- **What the exercise asks**: Rewrite the lines from the line with "114L107 138L60 173L61" up to and including the line with "positive clicks: (254, 198)", swapping "rough mask" for "coarse mask" and leaving everything else as is. Give only those lines.

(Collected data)
═══
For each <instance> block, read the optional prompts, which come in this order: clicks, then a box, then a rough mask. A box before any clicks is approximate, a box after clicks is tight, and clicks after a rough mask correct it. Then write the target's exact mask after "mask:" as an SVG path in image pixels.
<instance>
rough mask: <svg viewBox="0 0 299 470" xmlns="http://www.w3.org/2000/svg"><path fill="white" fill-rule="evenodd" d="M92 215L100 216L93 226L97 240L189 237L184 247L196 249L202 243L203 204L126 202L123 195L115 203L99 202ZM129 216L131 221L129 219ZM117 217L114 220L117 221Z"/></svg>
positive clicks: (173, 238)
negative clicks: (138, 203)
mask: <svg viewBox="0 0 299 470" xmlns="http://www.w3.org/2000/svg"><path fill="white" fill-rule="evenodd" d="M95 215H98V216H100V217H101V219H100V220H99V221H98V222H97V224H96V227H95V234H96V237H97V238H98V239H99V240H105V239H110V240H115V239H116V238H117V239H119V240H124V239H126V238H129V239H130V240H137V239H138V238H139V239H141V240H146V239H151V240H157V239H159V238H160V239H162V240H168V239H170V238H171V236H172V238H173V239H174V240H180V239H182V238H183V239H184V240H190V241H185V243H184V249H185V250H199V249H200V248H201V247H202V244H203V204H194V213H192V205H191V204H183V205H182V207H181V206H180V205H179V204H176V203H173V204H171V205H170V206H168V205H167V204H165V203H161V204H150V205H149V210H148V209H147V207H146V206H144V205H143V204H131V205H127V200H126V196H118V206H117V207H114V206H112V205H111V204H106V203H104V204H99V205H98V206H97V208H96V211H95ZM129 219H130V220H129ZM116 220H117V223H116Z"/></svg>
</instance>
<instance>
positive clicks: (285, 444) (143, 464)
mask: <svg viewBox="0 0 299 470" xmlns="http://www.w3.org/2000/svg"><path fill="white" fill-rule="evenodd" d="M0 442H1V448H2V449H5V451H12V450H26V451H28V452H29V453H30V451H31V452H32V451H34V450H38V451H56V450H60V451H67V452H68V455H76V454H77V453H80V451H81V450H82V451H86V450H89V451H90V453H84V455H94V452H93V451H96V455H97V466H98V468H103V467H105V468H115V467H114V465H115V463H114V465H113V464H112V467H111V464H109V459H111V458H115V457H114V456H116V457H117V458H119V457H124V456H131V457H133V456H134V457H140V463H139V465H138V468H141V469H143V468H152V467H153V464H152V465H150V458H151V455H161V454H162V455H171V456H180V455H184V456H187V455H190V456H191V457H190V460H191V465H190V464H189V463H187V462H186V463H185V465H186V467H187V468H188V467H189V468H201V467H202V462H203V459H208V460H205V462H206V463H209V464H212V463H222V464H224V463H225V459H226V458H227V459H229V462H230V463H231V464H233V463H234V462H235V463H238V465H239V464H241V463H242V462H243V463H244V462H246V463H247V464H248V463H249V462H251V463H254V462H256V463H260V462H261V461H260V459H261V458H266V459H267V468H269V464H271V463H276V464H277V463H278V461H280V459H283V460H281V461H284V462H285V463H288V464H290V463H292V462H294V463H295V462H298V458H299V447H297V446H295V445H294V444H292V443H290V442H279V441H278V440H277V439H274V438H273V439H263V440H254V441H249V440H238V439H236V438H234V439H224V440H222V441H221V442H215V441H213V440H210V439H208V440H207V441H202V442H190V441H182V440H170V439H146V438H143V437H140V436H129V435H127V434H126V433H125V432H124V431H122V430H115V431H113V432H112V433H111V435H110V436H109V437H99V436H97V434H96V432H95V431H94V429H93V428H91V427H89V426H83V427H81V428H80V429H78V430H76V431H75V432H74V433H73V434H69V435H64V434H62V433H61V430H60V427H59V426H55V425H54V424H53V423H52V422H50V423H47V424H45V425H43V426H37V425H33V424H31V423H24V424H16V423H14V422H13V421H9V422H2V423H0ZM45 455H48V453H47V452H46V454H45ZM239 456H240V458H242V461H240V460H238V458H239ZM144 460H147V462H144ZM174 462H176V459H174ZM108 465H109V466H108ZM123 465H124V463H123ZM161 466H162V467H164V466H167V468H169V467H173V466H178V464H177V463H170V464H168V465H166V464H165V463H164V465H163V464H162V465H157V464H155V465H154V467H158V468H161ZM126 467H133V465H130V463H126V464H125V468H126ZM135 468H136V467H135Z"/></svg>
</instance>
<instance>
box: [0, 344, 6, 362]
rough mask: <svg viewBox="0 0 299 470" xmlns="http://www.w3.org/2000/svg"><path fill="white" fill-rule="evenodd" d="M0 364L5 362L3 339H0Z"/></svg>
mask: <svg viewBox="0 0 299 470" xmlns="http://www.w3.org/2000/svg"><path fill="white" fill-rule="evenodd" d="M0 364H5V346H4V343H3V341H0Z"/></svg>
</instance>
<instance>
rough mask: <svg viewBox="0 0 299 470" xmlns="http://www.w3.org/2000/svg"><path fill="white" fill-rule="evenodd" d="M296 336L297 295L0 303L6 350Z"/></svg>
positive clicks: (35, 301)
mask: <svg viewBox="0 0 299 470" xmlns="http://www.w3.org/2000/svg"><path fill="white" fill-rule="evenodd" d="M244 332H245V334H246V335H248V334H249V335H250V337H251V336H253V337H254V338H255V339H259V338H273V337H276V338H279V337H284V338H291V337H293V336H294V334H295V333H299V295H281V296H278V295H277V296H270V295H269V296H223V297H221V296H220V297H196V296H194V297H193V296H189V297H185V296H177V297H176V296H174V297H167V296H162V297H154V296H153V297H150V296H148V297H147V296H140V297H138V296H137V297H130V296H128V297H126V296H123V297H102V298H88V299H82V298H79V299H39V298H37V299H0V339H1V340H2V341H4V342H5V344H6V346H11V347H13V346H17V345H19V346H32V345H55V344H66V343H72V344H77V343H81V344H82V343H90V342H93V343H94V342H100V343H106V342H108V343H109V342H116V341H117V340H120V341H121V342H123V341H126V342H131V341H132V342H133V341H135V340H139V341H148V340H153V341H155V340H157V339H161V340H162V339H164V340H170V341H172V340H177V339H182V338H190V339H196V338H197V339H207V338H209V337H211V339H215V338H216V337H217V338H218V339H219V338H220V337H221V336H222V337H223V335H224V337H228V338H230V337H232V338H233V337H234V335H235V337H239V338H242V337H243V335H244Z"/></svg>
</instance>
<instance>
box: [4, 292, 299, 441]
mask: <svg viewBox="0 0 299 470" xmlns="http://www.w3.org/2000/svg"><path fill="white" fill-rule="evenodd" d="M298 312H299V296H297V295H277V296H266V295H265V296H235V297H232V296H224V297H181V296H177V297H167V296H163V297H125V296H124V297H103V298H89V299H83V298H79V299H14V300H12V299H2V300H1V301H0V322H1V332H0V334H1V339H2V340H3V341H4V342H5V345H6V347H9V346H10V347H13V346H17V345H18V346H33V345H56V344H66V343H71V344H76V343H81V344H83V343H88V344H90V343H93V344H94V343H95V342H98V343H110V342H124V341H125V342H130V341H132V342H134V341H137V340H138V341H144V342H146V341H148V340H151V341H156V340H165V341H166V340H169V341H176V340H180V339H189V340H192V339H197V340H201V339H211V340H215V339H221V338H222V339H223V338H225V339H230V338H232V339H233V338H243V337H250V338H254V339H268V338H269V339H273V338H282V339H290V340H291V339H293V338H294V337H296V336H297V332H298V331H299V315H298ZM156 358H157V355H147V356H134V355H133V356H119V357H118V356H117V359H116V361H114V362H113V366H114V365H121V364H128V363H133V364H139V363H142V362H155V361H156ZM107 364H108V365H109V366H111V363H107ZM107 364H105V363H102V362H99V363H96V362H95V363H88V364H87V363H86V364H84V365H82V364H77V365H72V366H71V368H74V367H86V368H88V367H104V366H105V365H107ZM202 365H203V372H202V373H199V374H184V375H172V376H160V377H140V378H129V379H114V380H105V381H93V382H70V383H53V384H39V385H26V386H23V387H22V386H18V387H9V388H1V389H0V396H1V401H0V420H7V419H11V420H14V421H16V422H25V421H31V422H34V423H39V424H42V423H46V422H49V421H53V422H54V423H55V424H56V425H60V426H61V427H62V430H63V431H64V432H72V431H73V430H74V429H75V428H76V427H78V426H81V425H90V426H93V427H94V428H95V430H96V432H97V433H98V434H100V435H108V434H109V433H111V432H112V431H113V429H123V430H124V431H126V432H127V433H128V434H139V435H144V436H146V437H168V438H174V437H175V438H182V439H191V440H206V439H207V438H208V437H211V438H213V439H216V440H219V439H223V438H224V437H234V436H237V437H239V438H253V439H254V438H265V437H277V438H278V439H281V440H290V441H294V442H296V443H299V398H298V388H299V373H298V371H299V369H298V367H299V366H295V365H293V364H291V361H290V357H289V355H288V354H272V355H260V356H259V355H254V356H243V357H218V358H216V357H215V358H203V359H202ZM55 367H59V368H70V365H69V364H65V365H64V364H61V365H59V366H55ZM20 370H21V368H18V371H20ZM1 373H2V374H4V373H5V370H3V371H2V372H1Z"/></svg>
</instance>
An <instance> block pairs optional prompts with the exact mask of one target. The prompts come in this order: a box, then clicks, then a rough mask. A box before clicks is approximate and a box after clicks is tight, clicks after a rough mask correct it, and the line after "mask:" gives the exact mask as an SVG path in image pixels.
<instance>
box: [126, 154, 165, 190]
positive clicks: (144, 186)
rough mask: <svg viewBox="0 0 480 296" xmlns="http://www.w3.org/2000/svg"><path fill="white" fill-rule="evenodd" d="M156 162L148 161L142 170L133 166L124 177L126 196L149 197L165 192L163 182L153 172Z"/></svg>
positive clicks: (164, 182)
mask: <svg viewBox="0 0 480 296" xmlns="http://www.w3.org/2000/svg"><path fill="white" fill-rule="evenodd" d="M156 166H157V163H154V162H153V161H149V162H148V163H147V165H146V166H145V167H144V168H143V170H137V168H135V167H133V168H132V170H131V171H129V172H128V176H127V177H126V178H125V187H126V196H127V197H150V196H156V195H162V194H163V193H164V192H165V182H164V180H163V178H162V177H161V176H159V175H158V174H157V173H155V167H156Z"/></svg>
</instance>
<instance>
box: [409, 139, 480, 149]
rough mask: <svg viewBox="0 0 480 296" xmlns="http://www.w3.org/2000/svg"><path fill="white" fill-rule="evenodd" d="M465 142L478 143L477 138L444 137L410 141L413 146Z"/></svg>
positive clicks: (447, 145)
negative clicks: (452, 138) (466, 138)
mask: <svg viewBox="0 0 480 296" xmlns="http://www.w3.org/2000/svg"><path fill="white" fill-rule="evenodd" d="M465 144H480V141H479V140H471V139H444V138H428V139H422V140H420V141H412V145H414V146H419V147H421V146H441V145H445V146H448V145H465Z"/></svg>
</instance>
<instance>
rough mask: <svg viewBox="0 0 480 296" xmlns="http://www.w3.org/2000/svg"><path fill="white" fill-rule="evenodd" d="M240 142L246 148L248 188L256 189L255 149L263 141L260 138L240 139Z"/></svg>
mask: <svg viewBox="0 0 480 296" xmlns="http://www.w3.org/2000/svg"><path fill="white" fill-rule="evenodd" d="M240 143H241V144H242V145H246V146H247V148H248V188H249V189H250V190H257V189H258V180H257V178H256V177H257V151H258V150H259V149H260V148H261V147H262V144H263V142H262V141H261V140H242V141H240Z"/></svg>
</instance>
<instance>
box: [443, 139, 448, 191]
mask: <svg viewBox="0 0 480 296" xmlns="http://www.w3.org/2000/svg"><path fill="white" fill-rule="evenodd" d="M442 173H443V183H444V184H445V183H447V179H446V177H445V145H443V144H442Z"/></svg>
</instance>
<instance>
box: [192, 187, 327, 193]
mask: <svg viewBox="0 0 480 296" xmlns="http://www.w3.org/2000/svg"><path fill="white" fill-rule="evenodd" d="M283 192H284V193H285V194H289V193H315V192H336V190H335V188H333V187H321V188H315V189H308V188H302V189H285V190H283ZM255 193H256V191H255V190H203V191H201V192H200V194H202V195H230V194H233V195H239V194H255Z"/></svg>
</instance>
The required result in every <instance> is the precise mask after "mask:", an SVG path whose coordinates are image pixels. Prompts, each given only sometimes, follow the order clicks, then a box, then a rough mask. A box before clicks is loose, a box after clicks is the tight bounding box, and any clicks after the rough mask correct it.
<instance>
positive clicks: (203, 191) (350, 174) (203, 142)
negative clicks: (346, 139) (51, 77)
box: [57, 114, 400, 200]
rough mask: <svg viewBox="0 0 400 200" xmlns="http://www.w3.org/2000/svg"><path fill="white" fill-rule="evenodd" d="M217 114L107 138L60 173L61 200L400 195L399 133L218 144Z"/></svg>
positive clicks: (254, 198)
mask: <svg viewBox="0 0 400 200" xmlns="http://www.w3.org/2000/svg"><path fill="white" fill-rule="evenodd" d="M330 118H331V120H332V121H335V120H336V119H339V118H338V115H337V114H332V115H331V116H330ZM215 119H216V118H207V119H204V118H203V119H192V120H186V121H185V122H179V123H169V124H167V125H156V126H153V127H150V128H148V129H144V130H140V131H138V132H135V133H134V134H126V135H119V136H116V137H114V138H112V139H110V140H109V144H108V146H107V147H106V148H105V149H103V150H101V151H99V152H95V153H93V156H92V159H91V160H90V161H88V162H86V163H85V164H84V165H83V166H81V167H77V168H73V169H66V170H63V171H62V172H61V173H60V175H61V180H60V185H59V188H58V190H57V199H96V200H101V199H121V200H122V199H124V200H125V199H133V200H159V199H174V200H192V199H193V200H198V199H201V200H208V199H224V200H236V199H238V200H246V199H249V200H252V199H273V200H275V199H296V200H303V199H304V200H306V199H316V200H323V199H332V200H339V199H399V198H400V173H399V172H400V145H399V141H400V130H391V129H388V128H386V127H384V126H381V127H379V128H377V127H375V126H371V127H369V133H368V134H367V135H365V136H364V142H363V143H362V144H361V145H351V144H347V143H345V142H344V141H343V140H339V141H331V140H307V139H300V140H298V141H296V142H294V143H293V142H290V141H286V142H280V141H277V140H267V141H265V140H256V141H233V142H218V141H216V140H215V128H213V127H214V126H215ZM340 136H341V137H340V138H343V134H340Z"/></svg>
═══
- **The completed task**:
coarse mask: <svg viewBox="0 0 400 200" xmlns="http://www.w3.org/2000/svg"><path fill="white" fill-rule="evenodd" d="M217 114L107 138L60 173L61 200L400 195L399 133L218 144Z"/></svg>
positive clicks: (254, 198)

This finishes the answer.